## WORK TASK 1
Answer these questions from the St Benet Fink passage, one a line:
(a) On what present-day street was the church located?
(b) In what year is the earliest surviving reference to the church dated?
(c) Between which years was the Wren church demolished?
## WORK TASK 2
Reproduce the stretch of the St Benet Fink passage from "Former church in" through "1841 and 1846.", word for word.
## WORK TASK 3
Continue the St Benet Fink passage from the point where it stops.

Former church in London

St Benet Fink was a church and parish in the City of London located on what is now Threadneedle Street. Recorded since the 13th century, the church was destroyed in the Great Fire of London of 1666, then rebuilt to the designs of Sir Christopher Wren. The Wren church was demolished between 1841 and 1846.

==History==
"St Benet" is short for "St Benedict". There were four churches with this dedication in London before the Great Fire of 1666. The earliest surviving reference to the church is in a document of 1216, although the discovery of a 10th-century wheel-headed cross in its former churchyard suggests a Saxon foundation. In the case of St Benet, it is certain that the Benedict referred to Benedict Biscop the 7th-century Anglo-Saxon founder of Jarrow Priory, and St Benedict Fink referred to Benedict of Nursia, the 6th century founder of Western monasticism. "Fink", according to John Stow, is derived from Robert Fink (alias Finch), a 13th-century benefactor who paid to have the church rebuilt. Finch Lane (originally being named as “Fink” or “Finck” Lane), off Threadneedle Street, was named after the same family.

## EXERCISE DATA
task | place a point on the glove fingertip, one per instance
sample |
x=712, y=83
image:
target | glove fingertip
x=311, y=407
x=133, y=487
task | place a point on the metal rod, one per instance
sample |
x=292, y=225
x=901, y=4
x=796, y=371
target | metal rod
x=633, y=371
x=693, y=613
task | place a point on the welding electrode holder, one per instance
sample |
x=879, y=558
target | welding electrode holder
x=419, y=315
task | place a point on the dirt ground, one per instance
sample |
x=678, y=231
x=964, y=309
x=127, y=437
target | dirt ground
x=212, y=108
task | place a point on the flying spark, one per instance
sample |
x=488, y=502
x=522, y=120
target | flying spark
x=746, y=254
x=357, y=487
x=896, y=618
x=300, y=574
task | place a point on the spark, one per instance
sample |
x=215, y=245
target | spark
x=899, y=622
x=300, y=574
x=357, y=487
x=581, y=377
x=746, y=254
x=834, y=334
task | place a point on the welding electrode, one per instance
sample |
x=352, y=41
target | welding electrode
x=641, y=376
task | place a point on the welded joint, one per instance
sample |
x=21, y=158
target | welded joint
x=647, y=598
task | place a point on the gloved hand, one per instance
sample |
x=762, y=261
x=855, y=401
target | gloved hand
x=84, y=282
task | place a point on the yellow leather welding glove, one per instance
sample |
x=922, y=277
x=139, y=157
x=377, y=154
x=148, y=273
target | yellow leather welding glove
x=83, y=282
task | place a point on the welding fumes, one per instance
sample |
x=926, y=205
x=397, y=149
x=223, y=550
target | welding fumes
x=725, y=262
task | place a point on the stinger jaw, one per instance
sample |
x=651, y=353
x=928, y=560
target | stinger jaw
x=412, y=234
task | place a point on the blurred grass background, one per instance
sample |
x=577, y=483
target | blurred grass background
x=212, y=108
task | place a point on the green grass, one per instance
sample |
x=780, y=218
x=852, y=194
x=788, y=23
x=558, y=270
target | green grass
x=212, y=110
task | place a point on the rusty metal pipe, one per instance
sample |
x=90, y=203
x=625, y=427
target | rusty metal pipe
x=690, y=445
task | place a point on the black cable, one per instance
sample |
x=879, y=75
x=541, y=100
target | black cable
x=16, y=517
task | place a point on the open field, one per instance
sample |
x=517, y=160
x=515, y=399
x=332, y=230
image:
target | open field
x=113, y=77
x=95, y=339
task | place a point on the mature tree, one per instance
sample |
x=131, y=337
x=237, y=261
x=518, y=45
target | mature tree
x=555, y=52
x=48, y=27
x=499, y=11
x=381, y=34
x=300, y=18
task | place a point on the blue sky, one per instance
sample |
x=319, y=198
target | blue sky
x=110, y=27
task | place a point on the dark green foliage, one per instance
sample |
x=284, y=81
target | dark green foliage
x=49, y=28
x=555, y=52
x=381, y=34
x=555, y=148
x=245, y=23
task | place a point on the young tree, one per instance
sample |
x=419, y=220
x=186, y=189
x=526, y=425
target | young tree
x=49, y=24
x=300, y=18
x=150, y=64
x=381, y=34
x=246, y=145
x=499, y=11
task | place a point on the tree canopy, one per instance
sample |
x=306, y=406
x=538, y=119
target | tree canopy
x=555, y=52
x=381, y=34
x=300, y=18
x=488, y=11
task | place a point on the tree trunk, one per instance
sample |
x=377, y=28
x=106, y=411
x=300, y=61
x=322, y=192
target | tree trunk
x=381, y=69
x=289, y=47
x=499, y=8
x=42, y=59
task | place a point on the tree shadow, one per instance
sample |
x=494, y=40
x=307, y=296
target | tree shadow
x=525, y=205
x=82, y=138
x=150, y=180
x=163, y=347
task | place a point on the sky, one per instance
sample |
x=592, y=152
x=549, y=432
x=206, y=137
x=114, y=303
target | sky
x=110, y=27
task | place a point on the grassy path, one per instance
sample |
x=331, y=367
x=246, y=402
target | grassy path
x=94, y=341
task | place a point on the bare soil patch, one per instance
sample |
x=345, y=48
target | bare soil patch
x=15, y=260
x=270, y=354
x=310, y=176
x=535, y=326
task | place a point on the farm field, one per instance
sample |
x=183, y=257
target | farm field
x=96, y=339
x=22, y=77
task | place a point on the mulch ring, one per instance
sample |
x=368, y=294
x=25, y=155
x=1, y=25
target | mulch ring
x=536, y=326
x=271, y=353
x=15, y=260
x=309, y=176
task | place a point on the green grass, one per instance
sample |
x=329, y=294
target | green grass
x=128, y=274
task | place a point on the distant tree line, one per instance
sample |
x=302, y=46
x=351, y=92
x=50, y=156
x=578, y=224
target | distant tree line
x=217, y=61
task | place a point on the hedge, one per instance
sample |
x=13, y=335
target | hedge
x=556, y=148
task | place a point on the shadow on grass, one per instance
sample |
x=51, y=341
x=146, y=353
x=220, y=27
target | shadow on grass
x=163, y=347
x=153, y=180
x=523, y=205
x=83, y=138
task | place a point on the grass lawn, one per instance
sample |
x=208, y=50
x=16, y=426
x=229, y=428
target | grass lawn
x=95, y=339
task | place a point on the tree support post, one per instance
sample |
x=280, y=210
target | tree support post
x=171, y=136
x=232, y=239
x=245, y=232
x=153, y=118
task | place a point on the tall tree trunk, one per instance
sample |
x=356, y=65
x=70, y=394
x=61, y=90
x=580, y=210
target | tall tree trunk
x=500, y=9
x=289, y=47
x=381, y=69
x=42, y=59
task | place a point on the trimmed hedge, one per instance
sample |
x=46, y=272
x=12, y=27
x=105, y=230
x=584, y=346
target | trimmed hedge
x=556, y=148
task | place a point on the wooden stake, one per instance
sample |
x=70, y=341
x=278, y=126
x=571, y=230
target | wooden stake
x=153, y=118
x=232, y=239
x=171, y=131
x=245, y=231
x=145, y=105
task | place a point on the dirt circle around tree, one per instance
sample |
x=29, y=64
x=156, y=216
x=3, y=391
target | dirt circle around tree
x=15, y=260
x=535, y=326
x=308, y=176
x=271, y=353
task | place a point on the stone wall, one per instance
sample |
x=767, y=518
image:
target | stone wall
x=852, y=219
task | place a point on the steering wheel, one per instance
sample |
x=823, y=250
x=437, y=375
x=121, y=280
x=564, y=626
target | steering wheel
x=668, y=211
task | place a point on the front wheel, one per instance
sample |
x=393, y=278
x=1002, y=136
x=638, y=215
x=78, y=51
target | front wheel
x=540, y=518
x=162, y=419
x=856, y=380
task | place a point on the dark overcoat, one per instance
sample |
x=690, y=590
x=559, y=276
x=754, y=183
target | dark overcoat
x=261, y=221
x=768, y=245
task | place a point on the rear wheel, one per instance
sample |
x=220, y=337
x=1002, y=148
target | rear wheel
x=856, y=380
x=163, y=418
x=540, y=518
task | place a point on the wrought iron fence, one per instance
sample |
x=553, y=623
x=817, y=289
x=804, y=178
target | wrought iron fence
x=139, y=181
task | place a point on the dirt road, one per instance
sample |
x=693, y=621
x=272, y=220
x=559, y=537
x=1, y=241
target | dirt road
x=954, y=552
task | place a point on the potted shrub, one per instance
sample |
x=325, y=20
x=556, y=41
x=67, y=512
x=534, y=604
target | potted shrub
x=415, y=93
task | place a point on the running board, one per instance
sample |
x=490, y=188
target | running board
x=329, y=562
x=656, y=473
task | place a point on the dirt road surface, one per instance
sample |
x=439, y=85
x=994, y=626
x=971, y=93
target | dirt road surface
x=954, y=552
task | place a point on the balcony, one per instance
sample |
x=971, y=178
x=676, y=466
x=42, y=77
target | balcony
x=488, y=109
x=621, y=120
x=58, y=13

## EXPECTED ANSWER 1
(a) Threadneedle Street
(b) 1216
(c) Between 1841 and 1846

## EXPECTED ANSWER 2
Former church in London

St Benet Fink was a church and parish in the City of London located on what is now Threadneedle Street. Recorded since the 13th century, the church was destroyed in the Great Fire of London of 1666, then rebuilt to the designs of Sir Christopher Wren. The Wren church was demolished between 1841 and 1846.

## EXPECTED ANSWER 3
The most significant event in the pre-Fire church was the marriage there, on 10 September 1662, of the Puritan divine Richard Baxter to Margaret Charlton. The wedding ceremony was officiated by a friend of Baxter's, the noted Puritan biographer Mr Samuel Clarke.

St Benet Fink was one of 89 churches destroyed in the Great Fire. Rebuilding began comparatively quickly, in 1670, thanks partly to a donation of £1000 by George Holman, a Roman Catholic. In gratitude, he was given two pews and a place in the vault. Building of the church and steeple was completed in 1675 at a total cost of £4129.

The parish registers record the death of the church warden, Thomas Sharrow, in 1673, from falling in a vault in Paternoster Row and lying there undiscovered for 11 days. The register entry includes the admonition "Let all who read this take heed of drink".

On 9 April 1801, John Henry Newman, the future cardinal, was baptised in St Benet Fink.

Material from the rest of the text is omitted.